If evil behavior of the so-called leaders goes unpunished, there is very little incentive for being good, and even less if you are the ones who are benefitting from this system and whose task (what a coincidence) is to design and "improve" it.
@@Soul-Depth-68 This is one of the most powerful reflections shared here - thank you for it. You’re absolutely right: Machiavelli didn’t just map the architecture of power, he exposed the emotional fractures behind it. Power, in his world, was often a compensation - a strategy born from disconnection, not clarity.
The narcissistic reward system you mention is hauntingly accurate. In a culture that rewards appearance over essence, charm becomes a mask, and noise drowns out nuance. True strength - the kind rooted in integration, empathy, and understanding - becomes invisible, even suspicious.
And yet, as you said, it’s that kind of strength we’re most starved for. Not more dominance, but more depth. Not louder leaders, but wiser ones.
Machiavelli’s truths may be centuries old, but you’re right - they still bleed through our modern wounds. Your voice brings that to light in a way few can.
@@PhilosophyCoded “One voice began to echo through the night. One voice raised in song. The song was terribly out of tune - but sung with great enthusiasm. One voice became two - and two became three.” Various versions of Admiral McRaven’s speech have racked up over 70 million views combined. Since one of my sites was named after the turning point in his SEAL-training story, obviously I’m a fan. What I’m not a fan of is celebrating beliefs then abandoning them the instant they become inconvenient: Particularly when the whole point is about rising to the occasion.
::::::::::
Problems and tasks:
(1) Answer these about the Machiavelli comments:
(a) In Machiavelli's world, what was power often born from, according to the reply to Soul-Depth-68?
(b) In a culture that rewards appearance over essence, what does charm become?
(c) How many views have the versions of Admiral McRaven's speech racked up combined?
(2) Please carry on the Machiavelli comments, starting right after their last sentence.

Dataset section:
::::::::::
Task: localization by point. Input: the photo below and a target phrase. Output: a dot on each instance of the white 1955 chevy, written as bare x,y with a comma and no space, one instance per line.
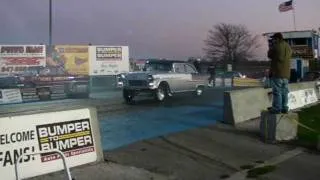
::::::::::
The results:
(1)
(a) Disconnection, not clarity.
(b) A mask.
(c) Over 70 million.

(2)
Somewhere within the walls of “most systems are a mix of intelligence and ignorance, goodwill and malice”- I aim to find that other voice in “One Voice Became Two.” @Soul-Depth-68 has the right idea with “Redesign incentives,” “Elevate collective awareness,” and “Promote a new kind of leadership”- but how do we do those things?
I have a very specific answer to that question. With what I have in mind, I don't need mass appeal to make this happen: I just need to get to one man! Hear me out and all will become clear:
============================================
Subject: This Nation Needs a National Conversation - On How to Have Conversation
In my youth, it was inconceivable that America would become a country that tap dances around reality on a daily basis (delighting in contempt for correction). I could not have imagined a world in which even people with PhDs would act like imbeciles in the face of information they don’t instantly understand. If I came across illustrations so damning of behavior that dominates the day - I’d be intrigued by what clearly requires examination to reveal the full picture on display. I wouldn’t care whether or not I knew who the titular character is in "Who's the BOT? The Legacy of Loury & the Like":
I’d recognize he’s a representation of a world wallowing in what they want to hear (turning their minds into mush).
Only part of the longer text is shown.